→ **WRITTEN REQUEST**
Report each line in the rows below that contains the word "shrub" and copy every such line in full.
━━━ DATASET RECORDS
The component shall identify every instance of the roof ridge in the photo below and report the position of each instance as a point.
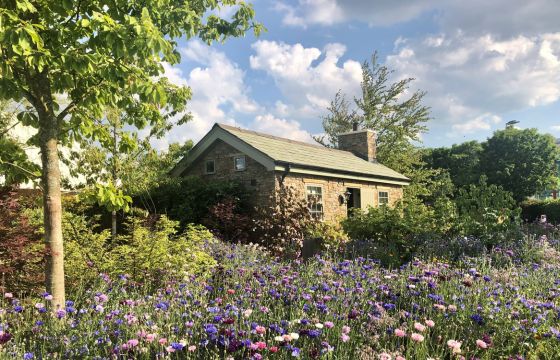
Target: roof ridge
(230, 127)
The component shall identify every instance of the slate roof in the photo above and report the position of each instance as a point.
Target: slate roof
(283, 150)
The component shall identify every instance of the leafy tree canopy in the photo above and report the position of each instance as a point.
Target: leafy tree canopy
(397, 118)
(461, 161)
(521, 161)
(70, 60)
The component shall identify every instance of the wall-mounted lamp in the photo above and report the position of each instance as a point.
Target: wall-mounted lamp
(343, 199)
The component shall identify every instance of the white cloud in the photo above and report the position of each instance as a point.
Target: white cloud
(219, 92)
(289, 129)
(501, 17)
(470, 79)
(482, 122)
(329, 12)
(308, 78)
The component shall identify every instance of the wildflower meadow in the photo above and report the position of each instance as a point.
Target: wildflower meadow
(253, 306)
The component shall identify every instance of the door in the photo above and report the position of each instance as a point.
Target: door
(354, 200)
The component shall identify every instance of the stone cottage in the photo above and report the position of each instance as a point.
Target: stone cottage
(336, 179)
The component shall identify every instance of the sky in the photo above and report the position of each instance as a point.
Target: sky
(482, 63)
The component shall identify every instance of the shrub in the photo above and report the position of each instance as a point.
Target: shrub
(389, 233)
(188, 200)
(22, 252)
(282, 224)
(331, 235)
(147, 253)
(227, 222)
(531, 210)
(487, 212)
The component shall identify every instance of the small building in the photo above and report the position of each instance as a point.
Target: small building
(337, 180)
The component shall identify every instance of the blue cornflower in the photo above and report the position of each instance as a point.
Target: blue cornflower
(177, 346)
(389, 306)
(210, 329)
(477, 318)
(295, 352)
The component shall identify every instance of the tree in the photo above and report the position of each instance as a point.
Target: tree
(523, 162)
(72, 59)
(398, 120)
(461, 161)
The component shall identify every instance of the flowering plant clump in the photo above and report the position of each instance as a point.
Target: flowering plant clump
(253, 306)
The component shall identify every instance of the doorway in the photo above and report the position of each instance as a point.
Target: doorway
(354, 200)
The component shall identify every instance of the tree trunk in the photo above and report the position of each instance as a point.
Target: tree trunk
(52, 207)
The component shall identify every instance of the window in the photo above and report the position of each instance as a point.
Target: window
(210, 167)
(239, 163)
(383, 198)
(315, 201)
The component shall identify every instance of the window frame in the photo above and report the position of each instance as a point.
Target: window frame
(317, 214)
(206, 166)
(379, 198)
(235, 162)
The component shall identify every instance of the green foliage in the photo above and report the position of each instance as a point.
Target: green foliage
(189, 199)
(461, 161)
(398, 119)
(390, 233)
(108, 197)
(488, 212)
(332, 236)
(523, 162)
(282, 223)
(15, 167)
(532, 210)
(145, 253)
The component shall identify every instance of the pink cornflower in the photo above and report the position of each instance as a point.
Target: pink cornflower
(481, 344)
(132, 343)
(455, 346)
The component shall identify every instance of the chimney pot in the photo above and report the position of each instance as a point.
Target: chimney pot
(361, 143)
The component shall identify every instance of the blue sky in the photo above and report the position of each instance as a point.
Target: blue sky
(481, 63)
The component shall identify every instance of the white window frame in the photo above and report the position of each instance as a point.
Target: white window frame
(206, 166)
(318, 214)
(379, 197)
(244, 162)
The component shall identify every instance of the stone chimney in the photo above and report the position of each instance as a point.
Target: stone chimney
(359, 142)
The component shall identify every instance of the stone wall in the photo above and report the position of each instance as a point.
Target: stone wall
(255, 176)
(333, 188)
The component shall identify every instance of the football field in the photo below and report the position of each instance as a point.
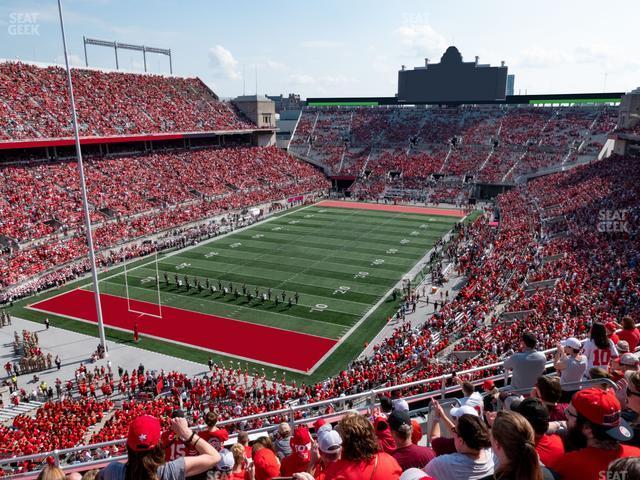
━━━━━━
→ **TASK OUTPUT**
The component shall identify every instance of the shrub in the photo above and report the position of each instance as a point.
Target: shrub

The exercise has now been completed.